(THE REQUEST)
Copy every one of the items below word for word, line by line, changing nothing.

(SUPPLIED MATERIAL)

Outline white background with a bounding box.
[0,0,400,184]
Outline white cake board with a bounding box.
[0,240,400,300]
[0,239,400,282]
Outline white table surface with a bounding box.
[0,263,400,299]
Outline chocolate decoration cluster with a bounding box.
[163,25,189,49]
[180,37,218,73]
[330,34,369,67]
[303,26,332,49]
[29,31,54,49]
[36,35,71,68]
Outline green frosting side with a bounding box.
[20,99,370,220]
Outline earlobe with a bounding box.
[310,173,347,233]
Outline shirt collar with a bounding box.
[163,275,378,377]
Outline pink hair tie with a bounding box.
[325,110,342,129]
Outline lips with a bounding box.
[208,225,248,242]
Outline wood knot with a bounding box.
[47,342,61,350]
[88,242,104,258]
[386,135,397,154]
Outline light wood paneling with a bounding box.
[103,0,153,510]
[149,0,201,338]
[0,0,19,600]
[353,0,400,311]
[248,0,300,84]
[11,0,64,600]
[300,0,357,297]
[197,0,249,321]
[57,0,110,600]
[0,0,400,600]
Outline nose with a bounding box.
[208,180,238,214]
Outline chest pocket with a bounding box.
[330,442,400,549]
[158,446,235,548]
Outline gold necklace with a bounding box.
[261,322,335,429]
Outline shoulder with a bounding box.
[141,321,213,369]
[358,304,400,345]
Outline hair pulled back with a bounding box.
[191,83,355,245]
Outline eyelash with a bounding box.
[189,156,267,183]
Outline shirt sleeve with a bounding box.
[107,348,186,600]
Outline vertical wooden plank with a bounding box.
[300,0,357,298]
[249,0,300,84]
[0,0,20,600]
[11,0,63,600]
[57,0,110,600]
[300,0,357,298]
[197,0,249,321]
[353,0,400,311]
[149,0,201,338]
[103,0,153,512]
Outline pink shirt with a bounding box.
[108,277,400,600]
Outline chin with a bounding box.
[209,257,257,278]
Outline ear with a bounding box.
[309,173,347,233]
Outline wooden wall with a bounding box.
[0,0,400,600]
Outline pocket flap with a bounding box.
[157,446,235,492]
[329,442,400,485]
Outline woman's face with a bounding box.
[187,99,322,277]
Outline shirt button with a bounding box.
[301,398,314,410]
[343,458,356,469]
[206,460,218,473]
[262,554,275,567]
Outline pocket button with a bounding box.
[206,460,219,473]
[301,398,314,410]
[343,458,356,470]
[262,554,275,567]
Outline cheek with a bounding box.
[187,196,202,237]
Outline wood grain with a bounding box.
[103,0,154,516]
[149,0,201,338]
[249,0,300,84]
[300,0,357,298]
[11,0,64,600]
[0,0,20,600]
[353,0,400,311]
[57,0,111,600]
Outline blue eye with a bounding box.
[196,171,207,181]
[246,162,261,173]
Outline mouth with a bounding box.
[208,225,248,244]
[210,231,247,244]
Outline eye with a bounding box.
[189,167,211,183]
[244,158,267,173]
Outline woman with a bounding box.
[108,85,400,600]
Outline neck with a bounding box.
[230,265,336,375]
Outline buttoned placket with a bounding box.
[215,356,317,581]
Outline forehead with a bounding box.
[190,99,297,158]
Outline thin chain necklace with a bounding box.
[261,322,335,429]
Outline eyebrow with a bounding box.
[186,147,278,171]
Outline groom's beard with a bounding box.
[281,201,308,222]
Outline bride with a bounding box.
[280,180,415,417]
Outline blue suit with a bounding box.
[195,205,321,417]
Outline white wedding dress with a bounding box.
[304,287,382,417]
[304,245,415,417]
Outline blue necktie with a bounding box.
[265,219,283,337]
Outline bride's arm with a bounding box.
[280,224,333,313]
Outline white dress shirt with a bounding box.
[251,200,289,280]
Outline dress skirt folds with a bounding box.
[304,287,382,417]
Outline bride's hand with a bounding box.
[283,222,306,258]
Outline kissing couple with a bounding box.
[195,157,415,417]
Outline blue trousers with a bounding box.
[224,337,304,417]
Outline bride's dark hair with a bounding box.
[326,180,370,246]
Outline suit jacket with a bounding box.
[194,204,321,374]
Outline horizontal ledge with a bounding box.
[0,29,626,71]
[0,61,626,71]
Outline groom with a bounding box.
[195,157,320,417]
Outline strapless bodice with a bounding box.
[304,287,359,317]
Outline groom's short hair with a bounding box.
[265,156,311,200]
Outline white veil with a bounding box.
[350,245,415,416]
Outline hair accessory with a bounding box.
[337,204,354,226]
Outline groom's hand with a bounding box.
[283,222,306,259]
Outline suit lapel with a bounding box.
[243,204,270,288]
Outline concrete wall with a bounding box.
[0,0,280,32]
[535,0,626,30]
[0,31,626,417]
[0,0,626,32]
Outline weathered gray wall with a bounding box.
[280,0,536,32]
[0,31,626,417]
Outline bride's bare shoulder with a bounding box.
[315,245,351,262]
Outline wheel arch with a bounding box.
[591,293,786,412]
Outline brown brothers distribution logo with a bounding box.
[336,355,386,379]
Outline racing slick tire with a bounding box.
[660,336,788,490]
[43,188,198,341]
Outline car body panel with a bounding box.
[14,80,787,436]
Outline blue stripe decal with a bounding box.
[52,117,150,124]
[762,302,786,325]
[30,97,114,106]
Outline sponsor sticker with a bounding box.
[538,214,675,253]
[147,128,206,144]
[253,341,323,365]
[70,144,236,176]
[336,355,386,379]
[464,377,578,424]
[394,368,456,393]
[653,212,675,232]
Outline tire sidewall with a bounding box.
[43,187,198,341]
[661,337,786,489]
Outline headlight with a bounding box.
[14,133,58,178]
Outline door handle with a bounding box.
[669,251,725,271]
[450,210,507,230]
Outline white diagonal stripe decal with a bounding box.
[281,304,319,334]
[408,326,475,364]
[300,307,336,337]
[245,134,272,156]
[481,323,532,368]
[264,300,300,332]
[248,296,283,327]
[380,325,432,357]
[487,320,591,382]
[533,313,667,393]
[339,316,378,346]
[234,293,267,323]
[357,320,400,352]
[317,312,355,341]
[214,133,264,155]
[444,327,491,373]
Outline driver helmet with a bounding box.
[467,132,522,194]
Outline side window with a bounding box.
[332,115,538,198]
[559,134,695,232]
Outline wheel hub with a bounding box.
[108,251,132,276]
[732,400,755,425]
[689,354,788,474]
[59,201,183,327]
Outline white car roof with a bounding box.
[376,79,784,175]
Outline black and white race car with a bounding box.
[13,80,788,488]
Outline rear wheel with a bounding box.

(RESULT)
Outline white background with a bounding box.
[0,0,400,184]
Outline white cake board with a bounding box.
[0,240,400,300]
[0,239,400,282]
Outline white table surface with a bounding box.
[0,263,400,299]
Outline chocolate decoration cluster with a bounding box.
[163,25,189,49]
[180,37,218,73]
[330,34,369,67]
[303,26,332,49]
[29,31,54,49]
[36,35,71,68]
Outline green frosting side with a bounding box.
[20,99,370,220]
Outline earlobe with a bounding box.
[310,173,347,233]
Outline shirt collar with a bounding box.
[163,275,378,377]
Outline pink hair tie with a bounding box.
[325,110,342,129]
Outline lips with a bounding box.
[208,225,248,242]
Outline wood knot with a bounding box.
[47,342,61,350]
[88,242,104,258]
[386,135,397,154]
Outline light wood paneling with a bounding box.
[103,0,153,510]
[149,0,201,338]
[0,0,19,600]
[353,0,400,311]
[248,0,300,84]
[11,0,64,600]
[300,0,357,297]
[197,0,249,321]
[57,0,110,600]
[0,0,400,600]
Outline nose with a bounding box.
[208,180,238,214]
Outline chest pocket with a bounding box.
[330,442,400,549]
[158,446,235,548]
Outline gold necklace with a bounding box.
[261,322,335,429]
Outline shoulder with a bounding box.
[141,321,213,369]
[358,304,400,345]
Outline hair pulled back with a bounding box.
[191,83,355,245]
Outline eyelash with a bounding box.
[189,156,267,183]
Outline shirt sleeve with a bounding box.
[107,348,186,600]
Outline vertical wooden plank with a bounding box.
[300,0,357,298]
[249,0,300,84]
[0,0,20,600]
[11,0,63,600]
[57,0,110,600]
[300,0,357,298]
[197,0,249,321]
[353,0,400,311]
[149,0,201,338]
[103,0,153,512]
Outline pink shirt with a bounding box.
[108,277,400,600]
Outline chin with a bounding box.
[209,257,257,278]
Outline ear with a bounding box.
[309,173,347,233]
Outline wooden wall with a bounding box.
[0,0,400,600]
Outline pocket flap with a bounding box.
[157,446,235,492]
[329,442,400,485]
Outline woman's face with a bounding box.
[187,99,322,277]
Outline shirt button with a bounding box.
[301,398,314,410]
[343,458,356,469]
[206,460,218,473]
[262,554,275,567]
Outline pocket button with a bounding box.
[206,460,219,473]
[301,398,314,410]
[343,458,356,470]
[262,554,275,567]
Outline cheek with a bounding box.
[187,196,202,237]
Outline wood grain with a bounding box.
[103,0,154,516]
[149,0,201,338]
[249,0,300,84]
[300,0,357,298]
[11,0,64,600]
[0,0,20,600]
[353,0,400,311]
[57,0,111,600]
Outline blue eye with a bounding box.
[196,171,207,181]
[246,162,261,173]
Outline mouth with a bounding box.
[208,225,248,244]
[210,231,247,244]
Outline eye with a bounding box.
[189,167,211,183]
[244,158,267,173]
Outline woman with a bounding box.
[108,85,400,600]
Outline neck with a bounding box.
[230,265,336,375]
Outline buttoned placket with a bounding box.
[215,356,317,581]
Outline forehead with a bounding box.
[190,99,297,158]
Outline thin chain necklace with a bounding box.
[261,322,335,429]
Outline eyebrow with a bounding box.
[186,147,278,171]
Outline groom's beard with a bounding box.
[281,201,308,222]
Outline bride with a bounding box.
[280,180,415,417]
Outline blue suit with a bounding box.
[195,205,321,417]
Outline white wedding dress with a bounding box.
[304,287,382,417]
[304,245,415,417]
Outline blue necktie with a bounding box.
[265,219,283,337]
Outline bride's arm with a bounding box.
[280,224,333,313]
Outline white dress shirt with a bounding box.
[251,200,289,280]
Outline dress skirt folds with a bounding box.
[304,287,382,417]
Outline bride's hand with a bounding box.
[283,222,306,258]
Outline kissing couple with a bounding box.
[195,157,415,417]
Outline blue trousers with a bounding box.
[224,337,304,417]
Outline bride's dark hair with a bounding box.
[326,180,370,246]
Outline suit jacket with a bounding box.
[194,204,321,374]
Outline horizontal ledge with a bounding box.
[0,29,626,71]
[0,61,626,71]
Outline groom with a bounding box.
[195,157,320,417]
Outline strapless bodice with a bounding box.
[304,287,359,317]
Outline groom's short hair with a bounding box.
[265,156,311,200]
Outline white veil with a bounding box.
[350,245,415,416]
Outline hair accessory with a bounding box.
[337,204,354,226]
Outline groom's hand with a bounding box.
[283,222,306,259]
Outline suit lapel with a bounding box.
[243,204,270,288]
Outline concrete wall with a bounding box.
[0,0,280,32]
[535,0,626,30]
[0,31,626,417]
[0,0,626,32]
Outline weathered gray wall with a bounding box.
[280,0,536,32]
[0,31,626,417]
Outline bride's bare shoulder with a bounding box.
[315,245,351,262]
Outline wheel arch with a bounding box.
[591,293,786,412]
Outline brown brothers distribution logo with a bounding box.
[336,355,386,379]
Outline racing slick tire with a bounding box.
[660,336,788,490]
[43,188,198,341]
Outline car body panel with a bounding box.
[14,80,787,436]
Outline blue stripe decal with a bounding box.
[52,117,150,124]
[762,302,786,325]
[30,97,114,106]
Outline sponsor sticker with a bounding box.
[538,214,675,253]
[147,128,206,144]
[253,341,323,365]
[70,144,236,176]
[336,355,386,379]
[464,377,578,424]
[394,368,456,393]
[653,212,675,232]
Outline tire sidewall with a bounding box.
[43,187,198,341]
[661,337,786,489]
Outline headlight with a bounding box.
[14,133,58,178]
Outline door handle with a bounding box.
[669,251,725,271]
[450,210,507,230]
Outline white diagonal stripe decal with a bounding box.
[281,304,319,334]
[408,326,475,364]
[300,307,336,337]
[245,134,272,156]
[481,323,532,368]
[264,300,300,332]
[248,296,283,327]
[380,325,432,357]
[487,320,591,382]
[533,313,667,393]
[339,316,378,346]
[234,293,267,323]
[357,320,400,352]
[317,312,355,341]
[214,133,264,155]
[444,327,491,373]
Outline driver helmet with a bounding box.
[467,132,522,194]
Outline side window with a bounding box.
[332,115,538,198]
[559,134,695,232]
Outline wheel hub with a bounding box.
[108,251,132,276]
[732,400,755,425]
[689,354,788,474]
[59,201,183,327]
Outline white car roof with a bounding box.
[376,79,784,175]
Outline black and white race car with a bounding box.
[13,80,788,488]
Outline rear wheel with a bounding box.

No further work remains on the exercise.